┌────────

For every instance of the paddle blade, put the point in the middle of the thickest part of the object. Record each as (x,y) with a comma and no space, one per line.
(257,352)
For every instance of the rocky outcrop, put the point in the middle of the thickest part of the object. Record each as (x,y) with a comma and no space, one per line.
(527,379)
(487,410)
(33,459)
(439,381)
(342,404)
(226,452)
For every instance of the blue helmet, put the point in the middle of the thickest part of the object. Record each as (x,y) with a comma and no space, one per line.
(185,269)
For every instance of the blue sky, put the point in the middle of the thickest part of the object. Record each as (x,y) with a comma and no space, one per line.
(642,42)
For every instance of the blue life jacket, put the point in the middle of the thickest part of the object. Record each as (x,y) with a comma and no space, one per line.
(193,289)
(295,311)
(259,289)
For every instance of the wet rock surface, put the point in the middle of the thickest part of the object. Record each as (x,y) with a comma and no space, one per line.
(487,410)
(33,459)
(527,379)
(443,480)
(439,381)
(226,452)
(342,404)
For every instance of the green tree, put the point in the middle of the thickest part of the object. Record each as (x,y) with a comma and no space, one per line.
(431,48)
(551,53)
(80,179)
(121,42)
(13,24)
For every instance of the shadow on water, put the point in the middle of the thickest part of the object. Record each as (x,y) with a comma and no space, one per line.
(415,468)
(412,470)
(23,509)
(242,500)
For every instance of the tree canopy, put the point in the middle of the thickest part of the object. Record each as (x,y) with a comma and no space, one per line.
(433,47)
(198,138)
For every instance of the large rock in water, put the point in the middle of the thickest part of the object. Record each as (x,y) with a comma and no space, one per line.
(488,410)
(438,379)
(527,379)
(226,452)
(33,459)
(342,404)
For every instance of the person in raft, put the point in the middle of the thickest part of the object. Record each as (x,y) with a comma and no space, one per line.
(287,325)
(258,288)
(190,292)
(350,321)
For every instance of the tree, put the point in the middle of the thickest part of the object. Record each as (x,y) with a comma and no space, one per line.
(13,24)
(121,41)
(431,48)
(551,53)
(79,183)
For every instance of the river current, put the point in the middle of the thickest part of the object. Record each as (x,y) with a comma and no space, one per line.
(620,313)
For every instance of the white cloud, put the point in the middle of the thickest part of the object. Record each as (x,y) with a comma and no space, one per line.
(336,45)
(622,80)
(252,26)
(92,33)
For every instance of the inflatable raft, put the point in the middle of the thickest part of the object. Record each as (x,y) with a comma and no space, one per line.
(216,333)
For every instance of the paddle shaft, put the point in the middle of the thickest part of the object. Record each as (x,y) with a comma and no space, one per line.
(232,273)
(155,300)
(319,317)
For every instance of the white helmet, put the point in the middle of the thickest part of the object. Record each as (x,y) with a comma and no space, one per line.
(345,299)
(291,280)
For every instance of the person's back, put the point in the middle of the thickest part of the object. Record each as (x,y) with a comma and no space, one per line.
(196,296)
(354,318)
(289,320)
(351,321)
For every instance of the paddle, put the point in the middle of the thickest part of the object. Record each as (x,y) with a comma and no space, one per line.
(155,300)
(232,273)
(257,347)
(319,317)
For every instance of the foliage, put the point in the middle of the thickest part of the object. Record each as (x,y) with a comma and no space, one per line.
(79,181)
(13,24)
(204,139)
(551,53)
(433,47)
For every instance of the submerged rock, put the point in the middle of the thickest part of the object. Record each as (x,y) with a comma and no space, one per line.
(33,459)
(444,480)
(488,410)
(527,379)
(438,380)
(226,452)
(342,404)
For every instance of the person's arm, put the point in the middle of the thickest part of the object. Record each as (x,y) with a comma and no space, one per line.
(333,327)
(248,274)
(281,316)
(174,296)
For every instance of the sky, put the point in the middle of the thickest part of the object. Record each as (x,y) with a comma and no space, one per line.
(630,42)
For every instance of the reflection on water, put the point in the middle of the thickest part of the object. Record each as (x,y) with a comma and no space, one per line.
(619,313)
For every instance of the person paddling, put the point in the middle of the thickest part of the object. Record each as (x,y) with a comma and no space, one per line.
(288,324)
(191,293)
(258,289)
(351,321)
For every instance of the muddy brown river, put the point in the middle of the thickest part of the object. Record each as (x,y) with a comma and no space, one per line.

└────────

### TASK BRIEF
Reproduce all of the data. Leave every line unchanged.

### THE COMPLETED TASK
For every instance of the paddle blade, put the point in the middle of the thickest part of the object. Record each as (x,y) with a comma and no space, one per line.
(257,352)
For every instance of the rocky outcrop, put the point in the middle of the thickest part of the object. Record each as (x,y) with a comma and no space, one per line.
(527,379)
(487,410)
(33,459)
(439,381)
(342,404)
(226,452)
For every instance of the blue helmet, put the point in the middle of the thickest part of the object. Record each as (x,y) with a comma and no space, one per line.
(185,269)
For every instance of the blue sky, put the point in the middle of the thickest part of the object. Record each as (x,y) with a comma and no space, one per line.
(642,42)
For every instance of the blue life jacket, put the point in the middle of the thickest part of the object. Record each as (x,y) with a comma and no space, one per line.
(193,289)
(295,311)
(259,289)
For every instance of the wet rock surface, put the point in the middle of the thickest part of the object. Record each as (x,y) with a comma and no space, one per line.
(487,410)
(33,459)
(527,379)
(443,480)
(439,381)
(226,452)
(342,404)
For every instance of the green tree, put the point in the middle of the thickest part of the object. Record each as (x,y) with a comma and no space, one per line.
(431,48)
(551,53)
(80,179)
(121,42)
(13,24)
For every instance of the shadow on water, put the point in the middle of the thickest part of the object. Record each as (x,y) with a comma and no space, one per line.
(415,468)
(412,470)
(23,509)
(242,500)
For every instance of the tree canopy, put the point in the middle of the thickest part of the object. Record each as (x,y) with a comma and no space, one per line.
(433,47)
(198,138)
For every instance of the large rock in water, put the point in the middle of the thickest part of the object. Record each as (x,y) with a comma and no space, one per line.
(488,410)
(438,379)
(527,379)
(226,452)
(33,459)
(342,404)
For every instance of the person in raft, put the point in the middle of the thickest part of the object. Record each as (x,y) with a comma and no space, one per line.
(287,325)
(258,288)
(190,292)
(350,321)
For every instance of the tree, put the point in the middle of the thickest part of the object. Record each as (x,y) with a comma and no space, one per line.
(13,24)
(121,41)
(431,48)
(551,53)
(79,183)
For every instance of the river current, put the point in the middle of the thickest part of the object. Record each as (x,y) with a comma and no space, one per line.
(620,313)
For every instance of the white cloud, put the point in the middle of the thickest part of the object. Record each as (x,y) with a comma and no space, one per line.
(336,45)
(622,80)
(252,26)
(92,33)
For every instance of the inflatable raft, put the point in the middle of the thickest part of the object. Record each as (x,y) with a comma and no space, one per line.
(216,333)
For every instance of the paddle shaft, put the point in the middle of the thickest part of the object. Record each as (x,y) with a comma and no space, one per line.
(232,273)
(155,300)
(319,317)
For every instance of the white helmet, put the point in the middle of the thickest part of the object. Record each as (x,y) with a comma and no space, one per line.
(345,299)
(291,280)
For every instance of the person's back, put the point in the middle of the thickest part of the object. Record each as (x,y) with a comma and no space, one per line.
(196,296)
(354,318)
(289,320)
(351,321)
For every instance of the paddle, put the point in the middle of the thickest part of the object. Record each as (x,y) with a comma and no space, one per line.
(155,300)
(232,273)
(257,347)
(319,317)
For every instance of the foliage, put the point in the middle of the thickest part of the object. Record each as (x,y) with a comma and no space, one per line.
(79,181)
(13,24)
(204,139)
(551,53)
(433,47)
For every instance of the submerged rock, put the point in the middle of the thickest part of the object. Record each as (x,y) with a comma and no space, one per line.
(33,459)
(444,480)
(488,410)
(527,379)
(438,380)
(226,452)
(342,404)
For every instance of the person's arm, put the point in the middle of the thickest part of the object. Record each as (x,y) with a comma and no space, one per line.
(333,327)
(248,274)
(281,316)
(174,296)
For every instance of the sky, put the point in the middle of the thickest part of the object. Record each as (x,y) with a comma and no space, one per line.
(630,42)
For every instance of the reflection on water, put the point in the middle of the thickest part of the object. Record each as (x,y) with a comma and no space, one per line.
(619,313)
For every instance of the person paddling, put the point in the middle of the thickest part of the object. Record each as (x,y) with a comma and no space, one per line.
(288,324)
(191,293)
(258,289)
(351,321)
For every instance of the muddy brown river, put the point in the middle of the thickest part of the object. Record each as (x,y) with a comma and no space, one per line.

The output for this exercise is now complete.